Updates to our Terms of Use

We are updating our Terms of Use. Please carefully review the updated Terms before proceeding to our website.

Friday, March 29, 2024 | Back issues
Courthouse News Service Courthouse News Service

Advertisers Get Another Shot at Google

SAN JOSE (CN) - A federal judge Tuesday gave renewed life to a class action accusing Google of refusing to pay some AdSense advertisers.

U.S. District Judge Beth Freeman partly withdrew dismissal of a complaint accusing Google of canceling AdSense accounts to duck payments owed from ad revenues.

Free Range Content et al. sued on behalf of North American advertisers "whose AdSense program account balances were withheld entirely upon their termination from the program."

They say Google owes them "substantial 'unpaid amounts'" after invoking "an unlawful liquidated damages provision that is unenforceable under California Civic Code § 1671(b)."

When Freeman dismissed the class action in February, she allowed Free Range to amend all claims except the one regarding liquidated damages, which she dismissed with prejudice after Free Range's attorney agreed to give up on that point.

Free Range said its attorney erred and filed a motion to, which Freeman granted.

Google AdSense pays website owners and publishers a percentage of revenue from ads that appear while people browse their sites. When visitors view the ads or click on them, Google is supposed to pay the website owners a portion of revenue from those ads .

++++

DIRECTION A.
Please repeat the passage of the Google advertisers article starting at "When Freeman dismissed" and ending at "those ads .", putting "the judge" in place of "Freeman" each time it occurs.
DIRECTION B.
Decide whether each statement agrees with the Google advertisers article, answering yes or no and quoting the words that settle it: (i) Judge Beth Freeman partly withdrew the dismissal of the complaint. (ii) The suit was brought on behalf of European advertisers. (iii) Freeman dismissed the class action in February.

++++

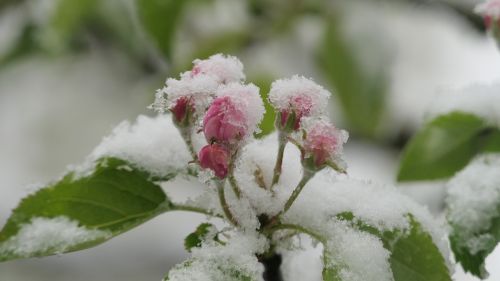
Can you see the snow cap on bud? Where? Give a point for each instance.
(234, 114)
(185, 98)
(490, 11)
(224, 69)
(323, 144)
(295, 98)
(216, 158)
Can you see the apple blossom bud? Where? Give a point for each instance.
(323, 144)
(234, 114)
(216, 158)
(224, 122)
(490, 11)
(296, 98)
(186, 98)
(225, 69)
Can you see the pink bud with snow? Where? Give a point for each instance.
(186, 98)
(225, 69)
(490, 11)
(295, 98)
(216, 158)
(234, 114)
(323, 143)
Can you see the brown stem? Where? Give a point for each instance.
(272, 267)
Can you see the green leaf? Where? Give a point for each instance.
(414, 256)
(160, 19)
(475, 262)
(195, 239)
(362, 95)
(444, 146)
(80, 212)
(473, 213)
(211, 269)
(228, 43)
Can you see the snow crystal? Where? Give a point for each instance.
(299, 93)
(260, 155)
(225, 69)
(247, 99)
(473, 196)
(200, 88)
(479, 99)
(49, 235)
(151, 143)
(220, 263)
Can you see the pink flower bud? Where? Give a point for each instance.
(225, 69)
(234, 114)
(490, 11)
(216, 158)
(224, 122)
(323, 142)
(296, 98)
(178, 96)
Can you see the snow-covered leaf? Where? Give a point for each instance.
(160, 18)
(474, 212)
(413, 254)
(234, 261)
(445, 145)
(79, 212)
(199, 270)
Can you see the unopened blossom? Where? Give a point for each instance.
(186, 98)
(295, 98)
(216, 158)
(323, 143)
(490, 11)
(234, 114)
(225, 69)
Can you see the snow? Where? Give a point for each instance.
(151, 143)
(473, 196)
(480, 99)
(224, 68)
(56, 235)
(247, 101)
(200, 88)
(359, 255)
(222, 263)
(299, 93)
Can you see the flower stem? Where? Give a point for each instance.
(223, 202)
(305, 178)
(308, 174)
(233, 182)
(282, 140)
(186, 134)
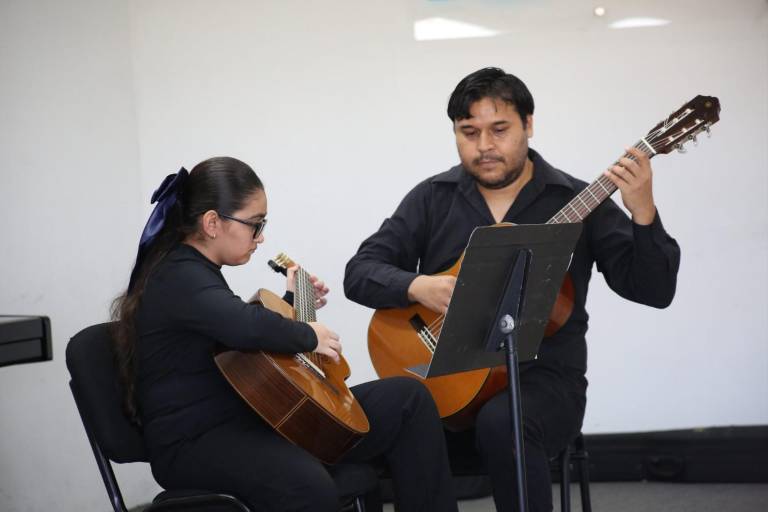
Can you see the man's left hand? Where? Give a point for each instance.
(634, 179)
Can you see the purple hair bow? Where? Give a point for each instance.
(165, 196)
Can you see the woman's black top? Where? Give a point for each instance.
(186, 310)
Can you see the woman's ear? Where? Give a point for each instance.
(210, 223)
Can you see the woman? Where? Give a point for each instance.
(199, 433)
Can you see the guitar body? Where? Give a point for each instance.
(319, 414)
(394, 345)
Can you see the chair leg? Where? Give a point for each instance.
(565, 480)
(359, 504)
(586, 501)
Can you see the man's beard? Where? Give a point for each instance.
(509, 176)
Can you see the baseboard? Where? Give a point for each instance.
(717, 454)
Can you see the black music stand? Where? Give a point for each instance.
(505, 290)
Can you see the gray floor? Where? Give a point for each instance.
(655, 497)
(650, 497)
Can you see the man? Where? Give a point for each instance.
(501, 180)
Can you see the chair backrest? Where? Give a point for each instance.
(98, 396)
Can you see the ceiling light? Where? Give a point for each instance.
(639, 23)
(431, 29)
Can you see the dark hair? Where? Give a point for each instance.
(222, 184)
(491, 83)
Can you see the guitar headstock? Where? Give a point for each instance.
(684, 125)
(281, 263)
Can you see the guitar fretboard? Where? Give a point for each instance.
(591, 197)
(304, 298)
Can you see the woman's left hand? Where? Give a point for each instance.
(319, 286)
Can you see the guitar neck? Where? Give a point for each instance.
(597, 192)
(304, 298)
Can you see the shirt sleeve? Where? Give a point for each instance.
(207, 305)
(639, 263)
(386, 263)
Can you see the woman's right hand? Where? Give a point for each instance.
(328, 343)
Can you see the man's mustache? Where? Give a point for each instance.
(488, 156)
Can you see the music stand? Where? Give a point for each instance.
(505, 290)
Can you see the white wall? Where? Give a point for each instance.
(341, 112)
(70, 193)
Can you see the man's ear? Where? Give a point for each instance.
(210, 223)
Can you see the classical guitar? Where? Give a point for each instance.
(403, 338)
(302, 396)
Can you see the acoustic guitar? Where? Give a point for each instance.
(302, 396)
(404, 338)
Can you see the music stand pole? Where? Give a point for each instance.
(507, 327)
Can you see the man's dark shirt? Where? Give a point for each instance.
(431, 227)
(185, 311)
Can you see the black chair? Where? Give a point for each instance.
(573, 457)
(471, 478)
(115, 439)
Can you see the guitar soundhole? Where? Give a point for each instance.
(417, 323)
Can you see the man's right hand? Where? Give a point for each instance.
(433, 292)
(328, 343)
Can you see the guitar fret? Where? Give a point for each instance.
(574, 210)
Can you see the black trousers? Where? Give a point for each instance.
(248, 459)
(553, 400)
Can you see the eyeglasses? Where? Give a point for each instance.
(258, 227)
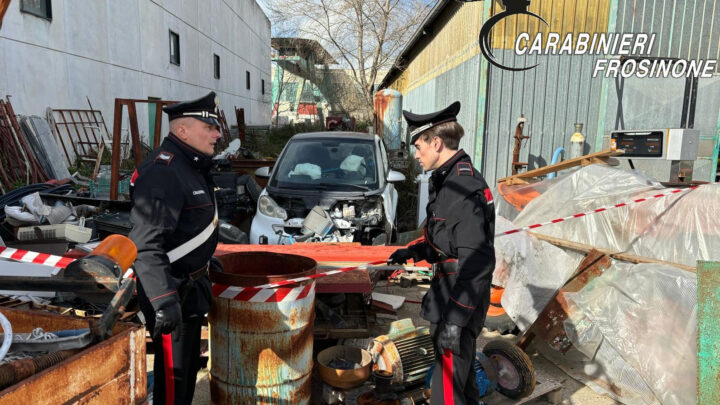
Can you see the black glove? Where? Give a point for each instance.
(167, 318)
(401, 256)
(449, 337)
(216, 265)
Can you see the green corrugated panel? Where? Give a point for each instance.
(717, 149)
(708, 276)
(612, 18)
(482, 99)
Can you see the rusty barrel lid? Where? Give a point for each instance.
(250, 269)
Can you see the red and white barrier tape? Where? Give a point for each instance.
(35, 257)
(254, 294)
(601, 209)
(276, 292)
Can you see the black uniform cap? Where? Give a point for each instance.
(419, 123)
(205, 109)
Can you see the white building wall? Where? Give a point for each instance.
(120, 49)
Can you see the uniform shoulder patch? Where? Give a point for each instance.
(465, 169)
(488, 196)
(164, 158)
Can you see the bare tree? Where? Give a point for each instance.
(365, 36)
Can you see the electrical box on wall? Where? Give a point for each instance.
(667, 144)
(666, 154)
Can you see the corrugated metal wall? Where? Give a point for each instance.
(687, 29)
(561, 90)
(457, 84)
(553, 96)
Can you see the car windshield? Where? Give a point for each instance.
(327, 164)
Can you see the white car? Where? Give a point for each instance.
(328, 187)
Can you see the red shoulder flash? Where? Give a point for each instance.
(488, 195)
(465, 169)
(164, 158)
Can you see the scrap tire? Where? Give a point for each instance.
(516, 375)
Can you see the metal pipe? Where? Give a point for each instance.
(556, 155)
(14, 372)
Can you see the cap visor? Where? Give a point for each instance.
(209, 120)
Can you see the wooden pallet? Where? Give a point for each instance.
(597, 157)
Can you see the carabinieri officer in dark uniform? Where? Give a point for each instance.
(459, 241)
(175, 230)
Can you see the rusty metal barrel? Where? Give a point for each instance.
(261, 340)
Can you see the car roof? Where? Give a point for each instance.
(333, 135)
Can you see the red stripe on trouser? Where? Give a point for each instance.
(169, 373)
(447, 378)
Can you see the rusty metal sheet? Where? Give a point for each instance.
(356, 281)
(708, 379)
(549, 325)
(112, 371)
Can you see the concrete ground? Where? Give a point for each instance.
(573, 392)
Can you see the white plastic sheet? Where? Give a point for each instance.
(681, 228)
(530, 270)
(636, 323)
(647, 314)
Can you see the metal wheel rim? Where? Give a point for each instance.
(507, 375)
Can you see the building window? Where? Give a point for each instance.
(174, 48)
(40, 8)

++++

SOLUTION A.
When the judge dismissed the class action in February, she allowed Free Range to amend all claims except the one regarding liquidated damages, which she dismissed with prejudice after Free Range's attorney agreed to give up on that point.

Free Range said its attorney erred and filed a motion to, which the judge granted.

Google AdSense pays website owners and publishers a percentage of revenue from ads that appear while people browse their sites. When visitors view the ads or click on them, Google is supposed to pay the website owners a portion of revenue from those ads .

SOLUTION B.
(i) Yes: "U.S. District Judge Beth Freeman partly withdrew dismissal of a complaint"
(ii) No: "sued on behalf of North American advertisers"
(iii) Yes: "When Freeman dismissed the class action in February"